──────── Given data
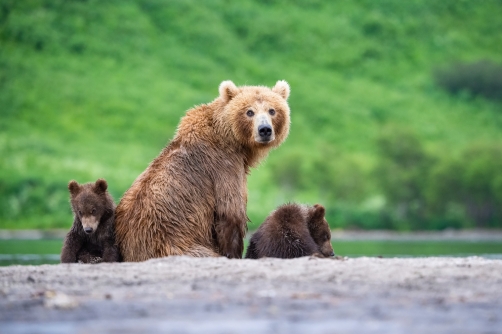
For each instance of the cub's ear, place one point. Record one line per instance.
(100, 186)
(73, 187)
(318, 213)
(282, 88)
(228, 90)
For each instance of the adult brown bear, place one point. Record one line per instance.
(191, 200)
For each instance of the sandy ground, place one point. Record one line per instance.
(305, 295)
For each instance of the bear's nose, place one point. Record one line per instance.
(264, 131)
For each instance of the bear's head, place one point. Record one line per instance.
(89, 203)
(319, 230)
(256, 117)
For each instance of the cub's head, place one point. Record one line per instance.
(319, 230)
(257, 117)
(89, 203)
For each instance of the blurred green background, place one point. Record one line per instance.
(396, 105)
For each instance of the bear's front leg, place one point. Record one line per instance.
(230, 236)
(72, 244)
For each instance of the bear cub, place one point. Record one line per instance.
(292, 230)
(91, 239)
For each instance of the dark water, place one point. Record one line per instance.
(29, 252)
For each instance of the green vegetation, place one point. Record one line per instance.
(92, 89)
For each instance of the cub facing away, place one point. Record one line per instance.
(91, 239)
(292, 230)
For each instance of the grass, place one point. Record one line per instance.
(95, 89)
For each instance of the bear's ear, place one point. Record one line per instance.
(282, 88)
(74, 188)
(318, 213)
(100, 186)
(228, 90)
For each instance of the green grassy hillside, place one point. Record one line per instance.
(92, 89)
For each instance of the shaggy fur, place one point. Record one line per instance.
(290, 231)
(191, 200)
(93, 208)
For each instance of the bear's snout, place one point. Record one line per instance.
(89, 224)
(265, 131)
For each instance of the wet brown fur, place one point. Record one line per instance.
(191, 200)
(91, 202)
(292, 230)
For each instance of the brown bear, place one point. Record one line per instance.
(292, 230)
(191, 200)
(91, 239)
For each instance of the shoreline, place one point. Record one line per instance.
(215, 295)
(336, 234)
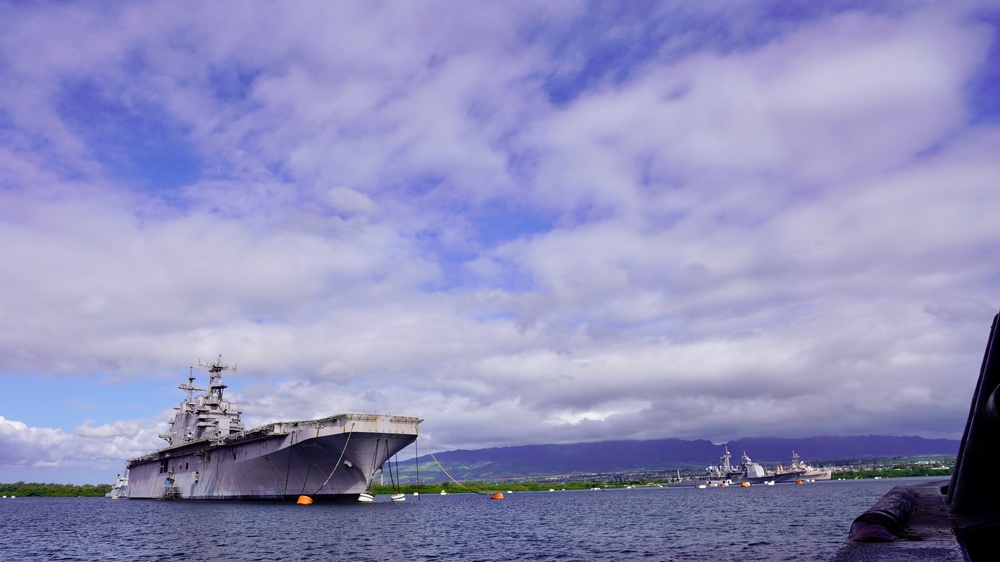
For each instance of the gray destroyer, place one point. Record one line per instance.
(210, 456)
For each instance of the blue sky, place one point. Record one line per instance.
(528, 222)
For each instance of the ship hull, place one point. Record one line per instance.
(328, 460)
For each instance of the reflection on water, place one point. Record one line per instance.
(783, 522)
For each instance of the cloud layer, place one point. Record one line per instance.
(524, 223)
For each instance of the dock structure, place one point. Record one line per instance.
(949, 520)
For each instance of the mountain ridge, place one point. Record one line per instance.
(653, 455)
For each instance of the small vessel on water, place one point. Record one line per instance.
(748, 473)
(808, 472)
(119, 489)
(210, 456)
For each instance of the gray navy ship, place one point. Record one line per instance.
(210, 456)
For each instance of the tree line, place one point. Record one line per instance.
(37, 489)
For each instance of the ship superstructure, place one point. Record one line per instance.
(210, 456)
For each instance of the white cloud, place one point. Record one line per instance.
(387, 210)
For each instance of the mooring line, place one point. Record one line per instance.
(431, 453)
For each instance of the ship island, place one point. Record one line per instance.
(211, 456)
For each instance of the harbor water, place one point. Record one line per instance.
(782, 522)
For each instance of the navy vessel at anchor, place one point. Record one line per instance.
(211, 456)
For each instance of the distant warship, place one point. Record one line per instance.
(211, 456)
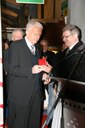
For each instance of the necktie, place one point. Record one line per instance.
(33, 49)
(67, 51)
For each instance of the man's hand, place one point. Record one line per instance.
(46, 78)
(37, 69)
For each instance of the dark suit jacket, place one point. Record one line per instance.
(21, 80)
(65, 65)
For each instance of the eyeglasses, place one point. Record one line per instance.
(66, 36)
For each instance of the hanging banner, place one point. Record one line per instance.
(64, 8)
(1, 78)
(31, 1)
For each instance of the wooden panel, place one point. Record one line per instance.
(12, 2)
(53, 33)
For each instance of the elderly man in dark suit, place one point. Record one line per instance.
(24, 93)
(71, 64)
(71, 36)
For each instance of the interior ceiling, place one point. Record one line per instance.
(10, 11)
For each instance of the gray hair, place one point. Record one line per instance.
(73, 29)
(32, 23)
(18, 30)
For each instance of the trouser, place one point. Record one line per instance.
(25, 116)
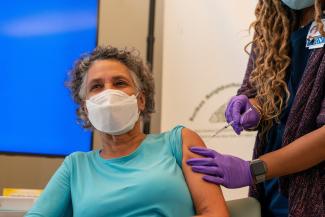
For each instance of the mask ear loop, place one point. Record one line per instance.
(136, 96)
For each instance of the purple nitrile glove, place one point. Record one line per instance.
(226, 170)
(235, 110)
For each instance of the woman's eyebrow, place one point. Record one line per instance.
(94, 81)
(121, 77)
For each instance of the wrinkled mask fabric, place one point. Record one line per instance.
(113, 111)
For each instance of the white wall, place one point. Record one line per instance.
(203, 65)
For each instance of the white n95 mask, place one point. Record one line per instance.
(298, 4)
(113, 111)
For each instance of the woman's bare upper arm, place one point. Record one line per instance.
(207, 197)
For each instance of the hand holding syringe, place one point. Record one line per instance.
(229, 124)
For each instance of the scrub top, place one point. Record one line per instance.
(275, 203)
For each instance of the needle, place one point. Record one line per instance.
(229, 124)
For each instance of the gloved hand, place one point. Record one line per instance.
(235, 110)
(226, 170)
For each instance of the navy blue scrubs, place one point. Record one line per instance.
(275, 204)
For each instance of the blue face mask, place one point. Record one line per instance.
(298, 4)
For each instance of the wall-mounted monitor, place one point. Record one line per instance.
(39, 42)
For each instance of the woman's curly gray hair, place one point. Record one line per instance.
(139, 72)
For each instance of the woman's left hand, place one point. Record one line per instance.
(226, 170)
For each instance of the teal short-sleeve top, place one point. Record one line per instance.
(147, 182)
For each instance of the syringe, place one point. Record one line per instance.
(229, 124)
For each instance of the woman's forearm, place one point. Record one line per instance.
(301, 154)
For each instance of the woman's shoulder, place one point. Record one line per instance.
(80, 156)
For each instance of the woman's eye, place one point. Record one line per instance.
(121, 83)
(95, 86)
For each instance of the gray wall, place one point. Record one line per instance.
(121, 23)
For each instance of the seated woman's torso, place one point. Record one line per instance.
(148, 182)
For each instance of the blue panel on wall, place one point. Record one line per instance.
(39, 41)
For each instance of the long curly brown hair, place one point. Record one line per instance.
(273, 25)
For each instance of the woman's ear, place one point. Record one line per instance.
(141, 101)
(84, 108)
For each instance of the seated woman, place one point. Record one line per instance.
(133, 174)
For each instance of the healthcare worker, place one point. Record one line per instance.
(284, 86)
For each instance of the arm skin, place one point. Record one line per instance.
(207, 197)
(301, 154)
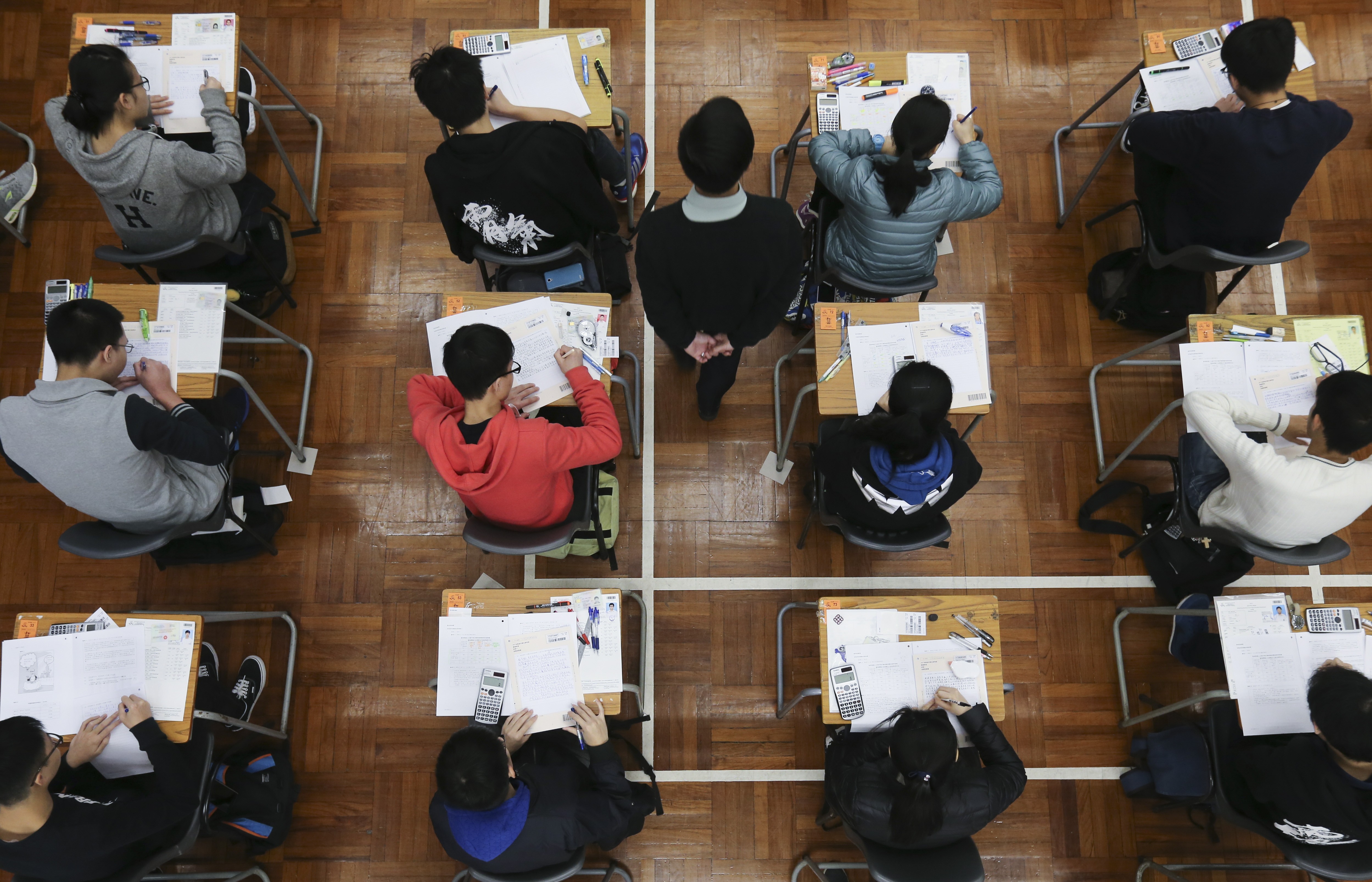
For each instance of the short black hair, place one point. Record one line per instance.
(24, 749)
(715, 146)
(1341, 705)
(475, 357)
(474, 770)
(451, 86)
(80, 330)
(1344, 404)
(1260, 54)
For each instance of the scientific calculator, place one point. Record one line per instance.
(828, 109)
(490, 696)
(1197, 44)
(847, 693)
(488, 44)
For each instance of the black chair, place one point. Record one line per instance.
(584, 516)
(1323, 552)
(1201, 258)
(574, 866)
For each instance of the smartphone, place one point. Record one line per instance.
(490, 696)
(847, 693)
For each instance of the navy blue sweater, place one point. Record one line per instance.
(1237, 176)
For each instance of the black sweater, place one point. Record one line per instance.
(734, 276)
(90, 839)
(1237, 176)
(526, 189)
(861, 782)
(843, 453)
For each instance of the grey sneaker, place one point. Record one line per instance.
(17, 190)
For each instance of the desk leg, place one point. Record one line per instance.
(783, 705)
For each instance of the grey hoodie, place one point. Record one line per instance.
(156, 193)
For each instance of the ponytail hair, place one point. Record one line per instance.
(921, 394)
(924, 748)
(99, 76)
(918, 130)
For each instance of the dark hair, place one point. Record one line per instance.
(1341, 705)
(475, 357)
(1260, 54)
(921, 394)
(715, 146)
(924, 748)
(80, 330)
(24, 749)
(99, 76)
(1344, 404)
(449, 84)
(920, 127)
(474, 770)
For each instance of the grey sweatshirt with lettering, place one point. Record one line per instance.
(157, 193)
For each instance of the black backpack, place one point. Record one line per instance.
(1130, 293)
(1178, 566)
(253, 796)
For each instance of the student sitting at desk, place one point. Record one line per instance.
(117, 457)
(909, 786)
(504, 806)
(61, 819)
(902, 464)
(1318, 789)
(719, 268)
(1228, 176)
(894, 206)
(508, 470)
(156, 193)
(526, 189)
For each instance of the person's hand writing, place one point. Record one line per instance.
(91, 738)
(134, 711)
(516, 729)
(595, 730)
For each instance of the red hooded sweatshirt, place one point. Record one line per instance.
(519, 474)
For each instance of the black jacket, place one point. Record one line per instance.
(843, 453)
(734, 276)
(1303, 793)
(1237, 176)
(526, 189)
(861, 782)
(570, 806)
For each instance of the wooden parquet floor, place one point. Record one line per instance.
(374, 536)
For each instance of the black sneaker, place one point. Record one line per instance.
(249, 686)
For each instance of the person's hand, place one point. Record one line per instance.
(522, 398)
(134, 711)
(91, 738)
(1230, 105)
(515, 732)
(595, 730)
(964, 131)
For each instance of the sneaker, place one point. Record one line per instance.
(637, 161)
(17, 190)
(249, 686)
────────────────
Aim » Go back to the data above and please quote exactly, and only, the lines from the line with "For each instance of the student" through its last line.

Answer to this problem »
For each instance of the student sitting at desk, place one point. Record one line per instance.
(117, 457)
(909, 786)
(504, 806)
(61, 819)
(902, 464)
(1318, 789)
(719, 268)
(1228, 176)
(894, 206)
(508, 470)
(156, 193)
(526, 189)
For each instance of the person's hand writing, place one point. Record one line per instance.
(91, 738)
(134, 711)
(516, 729)
(595, 730)
For each instance of the red hooded sweatshirt, place one point. Record one line per instance.
(519, 474)
For each instance of the black jacket, place one point. Record one line per instance.
(843, 453)
(734, 276)
(1303, 793)
(1237, 176)
(526, 189)
(861, 782)
(570, 806)
For each instance of the wooden parquet floor, place one point. Record one line per instance.
(374, 536)
For each instance of the black sneaker, place one point. Record one line per instance.
(249, 686)
For each instance of the person's hand, place one point. Record one line per instance.
(522, 398)
(134, 711)
(91, 738)
(1230, 105)
(515, 732)
(595, 730)
(964, 131)
For each instance of the sneaker, place one point. Record one line per instance.
(637, 161)
(17, 190)
(249, 686)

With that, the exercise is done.